Pointing lines
● ● ● ● ●
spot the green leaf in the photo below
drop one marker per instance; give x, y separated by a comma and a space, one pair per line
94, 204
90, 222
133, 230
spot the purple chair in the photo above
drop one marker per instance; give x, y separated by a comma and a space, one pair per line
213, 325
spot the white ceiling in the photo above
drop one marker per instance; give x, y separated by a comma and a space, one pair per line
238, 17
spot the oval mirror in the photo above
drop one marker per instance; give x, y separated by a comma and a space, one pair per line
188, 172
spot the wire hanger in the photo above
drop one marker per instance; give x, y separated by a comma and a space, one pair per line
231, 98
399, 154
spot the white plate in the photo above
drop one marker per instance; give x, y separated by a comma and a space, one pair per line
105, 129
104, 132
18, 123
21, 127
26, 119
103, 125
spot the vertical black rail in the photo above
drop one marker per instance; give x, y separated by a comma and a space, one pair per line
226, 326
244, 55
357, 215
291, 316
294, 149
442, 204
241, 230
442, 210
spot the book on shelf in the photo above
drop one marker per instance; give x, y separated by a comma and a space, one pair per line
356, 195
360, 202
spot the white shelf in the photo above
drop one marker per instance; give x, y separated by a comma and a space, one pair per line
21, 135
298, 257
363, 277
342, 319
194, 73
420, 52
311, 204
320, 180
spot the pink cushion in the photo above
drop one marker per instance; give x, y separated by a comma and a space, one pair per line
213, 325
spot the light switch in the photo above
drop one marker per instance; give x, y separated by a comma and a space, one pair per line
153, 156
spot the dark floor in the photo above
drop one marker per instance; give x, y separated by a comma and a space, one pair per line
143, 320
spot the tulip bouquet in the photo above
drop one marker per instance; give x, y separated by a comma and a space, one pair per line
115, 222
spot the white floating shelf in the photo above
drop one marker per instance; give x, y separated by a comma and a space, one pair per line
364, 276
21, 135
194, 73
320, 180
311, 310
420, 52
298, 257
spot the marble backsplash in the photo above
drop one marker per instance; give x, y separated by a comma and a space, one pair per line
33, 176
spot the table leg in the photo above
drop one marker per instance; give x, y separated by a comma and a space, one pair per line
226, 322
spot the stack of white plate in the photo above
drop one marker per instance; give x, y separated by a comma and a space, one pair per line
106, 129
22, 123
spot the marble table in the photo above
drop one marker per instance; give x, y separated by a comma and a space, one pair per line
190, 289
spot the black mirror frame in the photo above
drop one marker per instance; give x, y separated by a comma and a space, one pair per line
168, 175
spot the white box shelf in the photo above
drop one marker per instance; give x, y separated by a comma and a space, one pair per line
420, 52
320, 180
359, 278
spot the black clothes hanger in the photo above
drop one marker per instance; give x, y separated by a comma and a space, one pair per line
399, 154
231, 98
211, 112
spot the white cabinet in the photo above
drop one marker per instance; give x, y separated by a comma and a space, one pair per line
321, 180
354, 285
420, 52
● ● ● ● ●
_What is being asked_
Please arrange all the lines above as a Markdown table with two columns, Row and Line, numbering each row and omitting blank lines.

_Written response_
| Row | Line |
|---|---|
| 1 | spot the green leaf in the photo below |
| 2 | drop one marker per instance; give x, y separated by a comma and a space, one pair per line |
| 3 | 94, 204 |
| 4 | 90, 222 |
| 5 | 133, 230 |
| 6 | spot the purple chair in the photo above |
| 7 | drop one marker per instance; give x, y separated by a comma and a space, one pair per line |
| 8 | 213, 325 |
| 9 | spot the white ceiling in the photo above |
| 10 | drop one marker per instance; give x, y separated by a comma and a space, one pair per line |
| 11 | 238, 17 |
| 12 | spot the oval mirror in the photo above |
| 13 | drop one marker per instance; give x, y separated by a comma and a space, one pair per line |
| 14 | 188, 172 |
| 15 | spot the wire hanger in the photo above |
| 16 | drop one marker per instance; give x, y separated by a comma and a space, one pair per line |
| 17 | 231, 98 |
| 18 | 399, 154 |
| 19 | spot the white plate in the photo above |
| 20 | drop one marker per instance; give x, y separated by a comma and a space, one pair per line |
| 21 | 105, 129 |
| 22 | 104, 132 |
| 23 | 18, 123 |
| 24 | 21, 127 |
| 25 | 26, 119 |
| 26 | 103, 125 |
| 27 | spot the vertical black rail in the photo above |
| 28 | drop one marker per instance; give x, y separated by a comma and a space, one pair per line |
| 29 | 226, 326 |
| 30 | 244, 55 |
| 31 | 357, 215 |
| 32 | 291, 316 |
| 33 | 294, 149 |
| 34 | 442, 204 |
| 35 | 241, 230 |
| 36 | 442, 210 |
| 37 | spot the book on shelf in the photo above |
| 38 | drop one marker per instance; give x, y separated by a comma and a space, one pair per line |
| 39 | 356, 195 |
| 40 | 360, 202 |
| 41 | spot the white shelf in the photo above |
| 42 | drop one marker per instance; give x, y separated by a comma and a space, one pair per line |
| 43 | 21, 135 |
| 44 | 298, 257 |
| 45 | 363, 277 |
| 46 | 342, 319 |
| 47 | 194, 73 |
| 48 | 420, 52 |
| 49 | 311, 204 |
| 50 | 320, 180 |
| 51 | spot the pink cushion in the photo above |
| 52 | drop one marker per instance; give x, y separated by a comma and a space, one pair per line |
| 53 | 213, 325 |
| 54 | spot the light switch in the photo above |
| 55 | drop one marker per instance; give x, y separated by a comma and a space, one pair per line |
| 56 | 153, 156 |
| 57 | spot the dark floor in the photo above |
| 58 | drop one marker per instance; give x, y separated by a comma and a space, one pair per line |
| 59 | 143, 320 |
| 60 | spot the tulip bouquet in the photo above |
| 61 | drop one marker per instance; give x, y separated by a comma and a space, one pair per line |
| 62 | 115, 222 |
| 63 | spot the white floating shelf in the photo above |
| 64 | drop one marker per instance; give x, y separated by a comma and a space, one pair per line |
| 65 | 364, 276 |
| 66 | 21, 135 |
| 67 | 194, 73 |
| 68 | 320, 180 |
| 69 | 311, 310 |
| 70 | 420, 52 |
| 71 | 298, 257 |
| 72 | spot the marble backsplash in the photo above |
| 73 | drop one marker per instance; give x, y separated by a comma and a space, one pair per line |
| 74 | 33, 176 |
| 75 | spot the table leg in the photo above |
| 76 | drop one marker per instance; give x, y separated by a comma and a space, one pair per line |
| 77 | 226, 322 |
| 78 | spot the stack of white plate in the photo above |
| 79 | drop one marker per instance; give x, y separated by a comma and a space, one pair per line |
| 80 | 106, 129 |
| 81 | 22, 123 |
| 82 | spot the marble table in the photo above |
| 83 | drop one marker per instance; give x, y separated by a comma and a space, one pair per line |
| 84 | 190, 289 |
| 85 | spot the black mirror frame in the photo above |
| 86 | drop one marker per instance; give x, y separated by a comma and a space, one pair per line |
| 87 | 168, 175 |
| 88 | spot the white box shelf in the photo above |
| 89 | drop one marker per instance; give x, y separated by a comma and a space, one pair per line |
| 90 | 420, 52 |
| 91 | 320, 180 |
| 92 | 359, 278 |
| 93 | spot the black clothes hanger in the photo above |
| 94 | drop one marker per instance; give x, y separated by a comma and a space, one pair per line |
| 95 | 399, 154 |
| 96 | 231, 98 |
| 97 | 211, 112 |
| 98 | spot the white cabinet in the photo above |
| 99 | drop one marker per instance; give x, y separated by a comma and a space, one pair per line |
| 100 | 321, 180 |
| 101 | 354, 285 |
| 102 | 420, 52 |